| Do this |
Reproduce the lines below with every "trash bin" changed to "garbage can", keeping everything else the same.

Excerpts from a point labeling dataset:
---------------

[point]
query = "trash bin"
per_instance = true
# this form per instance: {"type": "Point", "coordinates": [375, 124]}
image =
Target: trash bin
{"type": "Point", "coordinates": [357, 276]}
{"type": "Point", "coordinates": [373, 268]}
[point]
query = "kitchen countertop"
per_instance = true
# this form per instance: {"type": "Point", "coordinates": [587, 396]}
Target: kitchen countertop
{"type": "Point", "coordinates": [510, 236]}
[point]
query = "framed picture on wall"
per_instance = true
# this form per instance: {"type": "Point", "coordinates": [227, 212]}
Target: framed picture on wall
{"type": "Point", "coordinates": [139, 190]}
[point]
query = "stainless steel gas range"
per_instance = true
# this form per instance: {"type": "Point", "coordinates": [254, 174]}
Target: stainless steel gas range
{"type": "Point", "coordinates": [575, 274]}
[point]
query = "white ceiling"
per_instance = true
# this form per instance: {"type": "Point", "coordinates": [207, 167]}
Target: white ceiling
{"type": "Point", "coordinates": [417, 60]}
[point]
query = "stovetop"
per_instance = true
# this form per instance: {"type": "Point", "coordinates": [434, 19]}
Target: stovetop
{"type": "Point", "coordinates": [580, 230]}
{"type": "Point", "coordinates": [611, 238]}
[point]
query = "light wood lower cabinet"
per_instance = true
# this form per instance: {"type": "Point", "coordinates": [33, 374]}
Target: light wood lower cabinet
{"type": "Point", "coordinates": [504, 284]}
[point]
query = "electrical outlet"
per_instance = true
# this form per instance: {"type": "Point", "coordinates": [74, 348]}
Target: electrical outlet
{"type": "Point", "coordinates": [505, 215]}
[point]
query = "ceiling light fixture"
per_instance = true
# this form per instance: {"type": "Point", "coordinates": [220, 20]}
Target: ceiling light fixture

---------------

| Solution to this exercise |
[point]
query = "garbage can"
per_instance = true
# this form per instance: {"type": "Point", "coordinates": [375, 124]}
image =
Target: garbage can
{"type": "Point", "coordinates": [357, 276]}
{"type": "Point", "coordinates": [373, 268]}
[point]
query = "kitchen countertop"
per_instance = true
# this form per instance: {"type": "Point", "coordinates": [587, 396]}
Target: kitchen countertop
{"type": "Point", "coordinates": [510, 236]}
[point]
query = "framed picture on wall"
per_instance = true
# this form per instance: {"type": "Point", "coordinates": [227, 212]}
Target: framed picture on wall
{"type": "Point", "coordinates": [139, 190]}
[point]
query = "stainless steel gas range"
per_instance = true
# this form per instance: {"type": "Point", "coordinates": [254, 174]}
Target: stainless steel gas range
{"type": "Point", "coordinates": [575, 274]}
[point]
query = "white ceiling"
per_instance = true
# this form per instance: {"type": "Point", "coordinates": [207, 167]}
Target: white ceiling
{"type": "Point", "coordinates": [417, 60]}
[point]
query = "stovetop"
per_instance = true
# this form per instance: {"type": "Point", "coordinates": [434, 19]}
Target: stovetop
{"type": "Point", "coordinates": [580, 230]}
{"type": "Point", "coordinates": [611, 238]}
[point]
query = "light wood lower cabinet"
per_instance = true
# this form per instance: {"type": "Point", "coordinates": [33, 374]}
Target: light wood lower cabinet
{"type": "Point", "coordinates": [504, 284]}
[point]
query = "electrical outlet"
per_instance = true
# this form per instance: {"type": "Point", "coordinates": [74, 348]}
Target: electrical outlet
{"type": "Point", "coordinates": [505, 215]}
[point]
query = "ceiling light fixture"
per_instance = true
# this form per instance: {"type": "Point", "coordinates": [220, 20]}
Target: ceiling light fixture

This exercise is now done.